## Exercise details
Transcribe the passage below on the campaign against the Pindaris and the flight of the Peshwa in full, without altering any wording, spelling, or punctuation.

Attack on the Pindaris 
The attack on the Pindaris was carried out as planned. The Pindaris were attacked, and their homes were surrounded and destroyed. General Hislop from the Madras Residency attacked the Pindaris from the south and drove them beyond the Narmada river, where governor general Francis Rawdon-Hastings was waiting with his army. Karim Khan surrendered to the British and was given lands in Gorakhpur. The principal routes from Central India were occupied by British detachments. The Pindari forces were completely broken up, scattered in the course of a single campaign. They made no stand against the regular troops, and even in small bands they were unable to escape the ring of forces drawn around them. The Pindaris rapidly dispersed over the country. The Pindari chiefs were reduced to the condition of hunted outlaws. The desperate Pindaris expected the Marathas to help them, but none dared to give them even a place of shelter for their families. Karim and Setu had still 23,000 men between them but such a force was no match for the armies that surrounded them. In whatever direction they turned they were met by British forces. Defeat followed defeat. One gang made their escape to the south, leaving all their baggage behind them. Many fled to the jungles and perished. Others sought refuge in the villages, but were killed without mercy by the villagers who had not forgotten the sufferings they had been inflicted upon by the Pindaris. The Pindari chiefs Karim Khan and Wasil Mohammed had been present with their Durras at the battle of Mahidpur. Since by this time the Maratha powers had been reduced significantly, the pursuit of Setu and the other leaders was resumed with vigor. All the leaders had surrendered before the end of February and the Pindari system and power was brought to a close. They were removed to Gorakhptir where they obtained grants of land for their subsistence. Karim Khan became a farmer on the small estate he received beyond the Ganges in Gorakpur. Wasil Mohammed attempted to escape. He was found and committed suicide by taking poison. Setu, a Jat by caste, was hunted by John Malcolm from place to place until he had no followers left. He vanished into the jungles of Central India in 1819 and was killed by a tiger.[note 6]
Flight of the Peshwa 
On the orders of Elphinstone, General Smith arrived in Yerwada near Pune on 13 November at the site of the present Deccan College. Smith and his troops crossed the river on 15 November and took up positions at Ghorpadi. On the morning of 16 November, the Marathas were engaged in a battle with the British. While the Maratha generals such as Purandare, Raste, and Bapu Gokhale were ready to advance on to the British forces, they were demoralized after learning that the Peshwa and his brother had fled to Purandar. A force of 5,000 additional Marathas was located at the confluence of two rivers—the Mula and the Mutha—under the leadership of Vinchurkar, but they remained idle. Bapu Gokhale retreated to guard the Peshwa in flight. The next morning, General Smith advanced towards the city of Pune and found that the Peshwa had fled towards the city of Satara. During the day Pune surrendered, and great care was taken by General Smith for the protection of the peaceful part of the community. Order was soon re-established. The British forces entered Shanivar Wada on 17 November and the Union flag was hoisted by Balaji Pant Natu. However the saffron flags of the Peshwa were not removed from Kotwali Chavdi until the defeat of Baji Rao at Ashti; it might seem that the British still believed that the war was not raised by Baji Rao but he was forced to do so under pressure from Bapu Gokhle, Trimabkji Dengle and Moreshwar Dikshit.

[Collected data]
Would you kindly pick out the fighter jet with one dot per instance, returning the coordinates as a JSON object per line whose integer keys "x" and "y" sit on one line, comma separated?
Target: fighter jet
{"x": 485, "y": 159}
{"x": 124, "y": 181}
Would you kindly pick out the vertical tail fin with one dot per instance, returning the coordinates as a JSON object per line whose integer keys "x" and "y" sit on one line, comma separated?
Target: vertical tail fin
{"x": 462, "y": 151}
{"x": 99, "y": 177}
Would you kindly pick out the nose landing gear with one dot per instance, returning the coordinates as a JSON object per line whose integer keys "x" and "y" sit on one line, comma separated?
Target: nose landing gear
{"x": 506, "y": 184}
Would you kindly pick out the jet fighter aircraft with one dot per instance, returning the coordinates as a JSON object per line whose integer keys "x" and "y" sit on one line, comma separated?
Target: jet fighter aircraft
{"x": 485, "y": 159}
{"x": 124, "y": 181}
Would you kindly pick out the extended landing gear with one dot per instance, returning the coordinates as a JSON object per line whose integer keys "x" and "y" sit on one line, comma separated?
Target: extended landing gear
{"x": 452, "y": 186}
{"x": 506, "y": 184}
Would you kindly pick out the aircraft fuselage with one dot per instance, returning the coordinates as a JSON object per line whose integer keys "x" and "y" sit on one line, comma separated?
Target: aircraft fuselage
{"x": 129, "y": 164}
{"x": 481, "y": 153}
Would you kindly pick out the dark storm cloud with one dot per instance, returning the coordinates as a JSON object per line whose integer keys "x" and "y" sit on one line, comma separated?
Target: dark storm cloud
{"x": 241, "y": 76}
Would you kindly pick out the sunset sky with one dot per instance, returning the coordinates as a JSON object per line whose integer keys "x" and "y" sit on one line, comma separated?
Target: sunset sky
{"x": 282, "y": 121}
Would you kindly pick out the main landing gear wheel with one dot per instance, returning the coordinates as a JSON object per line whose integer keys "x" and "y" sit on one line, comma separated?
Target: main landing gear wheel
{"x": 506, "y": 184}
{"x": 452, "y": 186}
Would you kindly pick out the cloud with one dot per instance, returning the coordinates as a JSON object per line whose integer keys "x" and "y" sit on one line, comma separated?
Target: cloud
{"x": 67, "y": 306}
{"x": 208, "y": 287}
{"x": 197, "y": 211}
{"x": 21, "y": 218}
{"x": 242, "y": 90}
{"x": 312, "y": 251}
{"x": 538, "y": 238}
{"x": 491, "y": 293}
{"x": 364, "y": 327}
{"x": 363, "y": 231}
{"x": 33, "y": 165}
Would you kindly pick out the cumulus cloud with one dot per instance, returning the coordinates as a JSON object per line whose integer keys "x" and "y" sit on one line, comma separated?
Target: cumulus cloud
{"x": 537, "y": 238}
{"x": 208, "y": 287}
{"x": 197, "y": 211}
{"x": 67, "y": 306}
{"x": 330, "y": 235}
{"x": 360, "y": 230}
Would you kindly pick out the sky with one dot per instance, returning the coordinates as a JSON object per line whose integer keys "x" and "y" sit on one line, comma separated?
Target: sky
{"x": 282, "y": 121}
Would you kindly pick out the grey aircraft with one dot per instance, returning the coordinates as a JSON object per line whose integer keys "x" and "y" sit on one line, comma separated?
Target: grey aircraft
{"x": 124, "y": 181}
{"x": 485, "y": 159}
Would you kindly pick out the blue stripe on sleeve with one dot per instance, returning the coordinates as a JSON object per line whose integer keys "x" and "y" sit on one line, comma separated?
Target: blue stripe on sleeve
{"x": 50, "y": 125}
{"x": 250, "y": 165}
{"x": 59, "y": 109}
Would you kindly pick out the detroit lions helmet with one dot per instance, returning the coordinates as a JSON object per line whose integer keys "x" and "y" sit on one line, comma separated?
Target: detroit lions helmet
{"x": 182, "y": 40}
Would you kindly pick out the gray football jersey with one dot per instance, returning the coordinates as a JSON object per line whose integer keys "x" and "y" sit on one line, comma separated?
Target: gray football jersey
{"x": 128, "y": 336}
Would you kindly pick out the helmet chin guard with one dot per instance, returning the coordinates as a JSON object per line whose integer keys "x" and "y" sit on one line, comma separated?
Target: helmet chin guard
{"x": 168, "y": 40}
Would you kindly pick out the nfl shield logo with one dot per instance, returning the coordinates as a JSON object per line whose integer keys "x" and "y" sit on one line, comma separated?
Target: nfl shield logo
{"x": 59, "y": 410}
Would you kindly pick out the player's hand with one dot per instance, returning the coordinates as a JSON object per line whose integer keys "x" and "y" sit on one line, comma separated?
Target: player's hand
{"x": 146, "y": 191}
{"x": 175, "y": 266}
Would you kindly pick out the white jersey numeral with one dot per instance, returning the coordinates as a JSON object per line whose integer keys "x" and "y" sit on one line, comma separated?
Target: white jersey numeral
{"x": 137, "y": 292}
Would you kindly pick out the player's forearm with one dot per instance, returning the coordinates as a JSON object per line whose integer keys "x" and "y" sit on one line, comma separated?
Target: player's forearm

## The answer
Attack on the Pindaris 
The attack on the Pindaris was carried out as planned. The Pindaris were attacked, and their homes were surrounded and destroyed. General Hislop from the Madras Residency attacked the Pindaris from the south and drove them beyond the Narmada river, where governor general Francis Rawdon-Hastings was waiting with his army. Karim Khan surrendered to the British and was given lands in Gorakhpur. The principal routes from Central India were occupied by British detachments. The Pindari forces were completely broken up, scattered in the course of a single campaign. They made no stand against the regular troops, and even in small bands they were unable to escape the ring of forces drawn around them. The Pindaris rapidly dispersed over the country. The Pindari chiefs were reduced to the condition of hunted outlaws. The desperate Pindaris expected the Marathas to help them, but none dared to give them even a place of shelter for their families. Karim and Setu had still 23,000 men between them but such a force was no match for the armies that surrounded them. In whatever direction they turned they were met by British forces. Defeat followed defeat. One gang made their escape to the south, leaving all their baggage behind them. Many fled to the jungles and perished. Others sought refuge in the villages, but were killed without mercy by the villagers who had not forgotten the sufferings they had been inflicted upon by the Pindaris. The Pindari chiefs Karim Khan and Wasil Mohammed had been present with their Durras at the battle of Mahidpur. Since by this time the Maratha powers had been reduced significantly, the pursuit of Setu and the other leaders was resumed with vigor. All the leaders had surrendered before the end of February and the Pindari system and power was brought to a close. They were removed to Gorakhptir where they obtained grants of land for their subsistence. Karim Khan became a farmer on the small estate he received beyond the Ganges in Gorakpur. Wasil Mohammed attempted to escape. He was found and committed suicide by taking poison. Setu, a Jat by caste, was hunted by John Malcolm from place to place until he had no followers left. He vanished into the jungles of Central India in 1819 and was killed by a tiger.[note 6]
Flight of the Peshwa 
On the orders of Elphinstone, General Smith arrived in Yerwada near Pune on 13 November at the site of the present Deccan College. Smith and his troops crossed the river on 15 November and took up positions at Ghorpadi. On the morning of 16 November, the Marathas were engaged in a battle with the British. While the Maratha generals such as Purandare, Raste, and Bapu Gokhale were ready to advance on to the British forces, they were demoralized after learning that the Peshwa and his brother had fled to Purandar. A force of 5,000 additional Marathas was located at the confluence of two rivers—the Mula and the Mutha—under the leadership of Vinchurkar, but they remained idle. Bapu Gokhale retreated to guard the Peshwa in flight. The next morning, General Smith advanced towards the city of Pune and found that the Peshwa had fled towards the city of Satara. During the day Pune surrendered, and great care was taken by General Smith for the protection of the peaceful part of the community. Order was soon re-established. The British forces entered Shanivar Wada on 17 November and the Union flag was hoisted by Balaji Pant Natu. However the saffron flags of the Peshwa were not removed from Kotwali Chavdi until the defeat of Baji Rao at Ashti; it might seem that the British still believed that the war was not raised by Baji Rao but he was forced to do so under pressure from Bapu Gokhle, Trimabkji Dengle and Moreshwar Dikshit.